REQUEST 1
Answer these questions from the post about the Sherlock Holmes book below:
(a) What position does Josh Davis hold?
(b) What reading list was the book removed from?
(c) In what year was the novel published?
REQUEST 2
Rewrite the post about the Sherlock Holmes book between "Sunday, August 28, 2011" and "it portrayed Mormons.", inclusive, swapping "reading list" for "book list".

Sunday, August 28, 2011

You gotta love it. . . . .

From the Washington Post.


Posted at 05:03 PM ET, 08/16/2011

Sherlock Holmes book removed from school reading list for being anti-Mormon

Here’s a relatively new one in the annals of book challenges: A Virginia school district has removed from the required sixth grade reading list at one middle school a Sherlock Holmes book because a Mormon parent complained about the way it portrayed Mormons.
Josh Davis, chief operating officer for the Albemarle County Public Schools said the school board decided a few days ago to honor the request of a group of parents, “one in particular of the Mormon faith,” who complained earlier in the year.
The book in question is “ A Study in Scarlet ,” by Sir Arthur Conan Doyle, a classic novel that was the first to present the character of the brilliant sleuth Sherlock Holmes and his friend, Dr. Watson. Doyle wrote the novel in three weeks; it was published in 1886.

RECORDED DATA
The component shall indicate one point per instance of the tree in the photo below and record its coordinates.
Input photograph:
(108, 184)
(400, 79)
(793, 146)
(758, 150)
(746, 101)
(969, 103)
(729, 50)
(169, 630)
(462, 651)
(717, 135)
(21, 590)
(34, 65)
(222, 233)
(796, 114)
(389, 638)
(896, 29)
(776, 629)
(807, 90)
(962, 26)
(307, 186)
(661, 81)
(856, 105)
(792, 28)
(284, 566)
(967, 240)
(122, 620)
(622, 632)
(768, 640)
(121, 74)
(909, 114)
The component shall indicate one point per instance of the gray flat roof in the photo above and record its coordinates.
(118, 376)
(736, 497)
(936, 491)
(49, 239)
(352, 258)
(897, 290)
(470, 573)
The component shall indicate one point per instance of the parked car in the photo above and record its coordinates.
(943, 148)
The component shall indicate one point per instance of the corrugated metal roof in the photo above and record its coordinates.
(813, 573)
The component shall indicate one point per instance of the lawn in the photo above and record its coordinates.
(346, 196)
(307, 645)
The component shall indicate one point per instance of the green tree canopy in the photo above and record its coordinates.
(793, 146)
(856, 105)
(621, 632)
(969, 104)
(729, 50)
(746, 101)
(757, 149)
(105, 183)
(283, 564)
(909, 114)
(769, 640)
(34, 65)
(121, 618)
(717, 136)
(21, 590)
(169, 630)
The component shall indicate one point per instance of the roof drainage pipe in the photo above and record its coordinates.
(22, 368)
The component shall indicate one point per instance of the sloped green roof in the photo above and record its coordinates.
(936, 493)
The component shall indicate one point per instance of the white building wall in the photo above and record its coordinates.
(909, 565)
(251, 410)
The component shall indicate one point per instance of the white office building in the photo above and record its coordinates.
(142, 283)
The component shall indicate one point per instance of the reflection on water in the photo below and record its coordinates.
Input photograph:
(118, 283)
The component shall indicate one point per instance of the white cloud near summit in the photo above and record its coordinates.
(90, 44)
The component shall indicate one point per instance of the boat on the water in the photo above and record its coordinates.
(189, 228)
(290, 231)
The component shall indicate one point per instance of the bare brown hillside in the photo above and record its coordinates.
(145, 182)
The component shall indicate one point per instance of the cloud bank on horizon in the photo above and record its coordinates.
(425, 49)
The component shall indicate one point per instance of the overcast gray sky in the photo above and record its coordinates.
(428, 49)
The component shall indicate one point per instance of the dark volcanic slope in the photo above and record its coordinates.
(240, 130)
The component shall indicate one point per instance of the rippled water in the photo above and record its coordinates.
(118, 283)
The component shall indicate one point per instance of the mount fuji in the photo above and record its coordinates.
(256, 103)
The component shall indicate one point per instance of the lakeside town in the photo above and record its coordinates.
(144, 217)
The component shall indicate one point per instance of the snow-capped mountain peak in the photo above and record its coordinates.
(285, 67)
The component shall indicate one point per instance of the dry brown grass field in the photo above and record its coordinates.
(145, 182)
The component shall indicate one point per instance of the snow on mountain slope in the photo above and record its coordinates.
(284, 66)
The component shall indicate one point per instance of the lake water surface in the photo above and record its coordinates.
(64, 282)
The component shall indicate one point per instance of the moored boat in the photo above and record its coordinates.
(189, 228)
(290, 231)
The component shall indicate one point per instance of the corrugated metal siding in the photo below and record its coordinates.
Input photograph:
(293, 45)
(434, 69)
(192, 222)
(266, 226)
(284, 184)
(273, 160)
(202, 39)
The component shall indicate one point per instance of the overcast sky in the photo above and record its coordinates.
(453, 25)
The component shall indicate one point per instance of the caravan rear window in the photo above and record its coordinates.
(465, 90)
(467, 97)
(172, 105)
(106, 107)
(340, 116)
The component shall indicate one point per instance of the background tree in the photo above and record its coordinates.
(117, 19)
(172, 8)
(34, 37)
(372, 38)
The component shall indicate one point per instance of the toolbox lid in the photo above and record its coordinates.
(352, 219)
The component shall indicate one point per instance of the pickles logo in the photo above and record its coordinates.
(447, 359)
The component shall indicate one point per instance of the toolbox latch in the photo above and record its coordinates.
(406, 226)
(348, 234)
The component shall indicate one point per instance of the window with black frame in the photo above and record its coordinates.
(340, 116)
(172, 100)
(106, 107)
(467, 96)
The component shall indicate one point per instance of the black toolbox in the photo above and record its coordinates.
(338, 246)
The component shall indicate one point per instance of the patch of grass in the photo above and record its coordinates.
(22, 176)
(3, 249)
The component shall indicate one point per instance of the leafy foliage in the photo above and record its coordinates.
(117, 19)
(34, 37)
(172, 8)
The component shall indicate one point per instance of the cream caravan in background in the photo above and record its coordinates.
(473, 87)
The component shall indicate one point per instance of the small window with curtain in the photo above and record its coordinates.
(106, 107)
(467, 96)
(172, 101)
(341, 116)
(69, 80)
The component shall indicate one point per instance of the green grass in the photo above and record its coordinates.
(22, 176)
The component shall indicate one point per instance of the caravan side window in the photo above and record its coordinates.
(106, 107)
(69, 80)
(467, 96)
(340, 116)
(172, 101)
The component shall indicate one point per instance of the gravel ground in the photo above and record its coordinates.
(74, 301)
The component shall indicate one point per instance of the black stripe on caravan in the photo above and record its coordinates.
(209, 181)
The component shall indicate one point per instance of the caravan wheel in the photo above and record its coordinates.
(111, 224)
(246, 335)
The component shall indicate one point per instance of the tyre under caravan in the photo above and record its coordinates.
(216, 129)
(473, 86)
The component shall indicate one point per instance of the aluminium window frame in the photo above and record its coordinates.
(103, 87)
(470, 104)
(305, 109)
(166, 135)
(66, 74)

RESPONSE 1
(a) Chief operating officer for the Albemarle County Public Schools
(b) The required sixth grade reading list at one middle school
(c) 1886

RESPONSE 2
Sunday, August 28, 2011

You gotta love it. . . . .

From the Washington Post.


Posted at 05:03 PM ET, 08/16/2011

Sherlock Holmes book removed from school book list for being anti-Mormon

Here’s a relatively new one in the annals of book challenges: A Virginia school district has removed from the required sixth grade book list at one middle school a Sherlock Holmes book because a Mormon parent complained about the way it portrayed Mormons.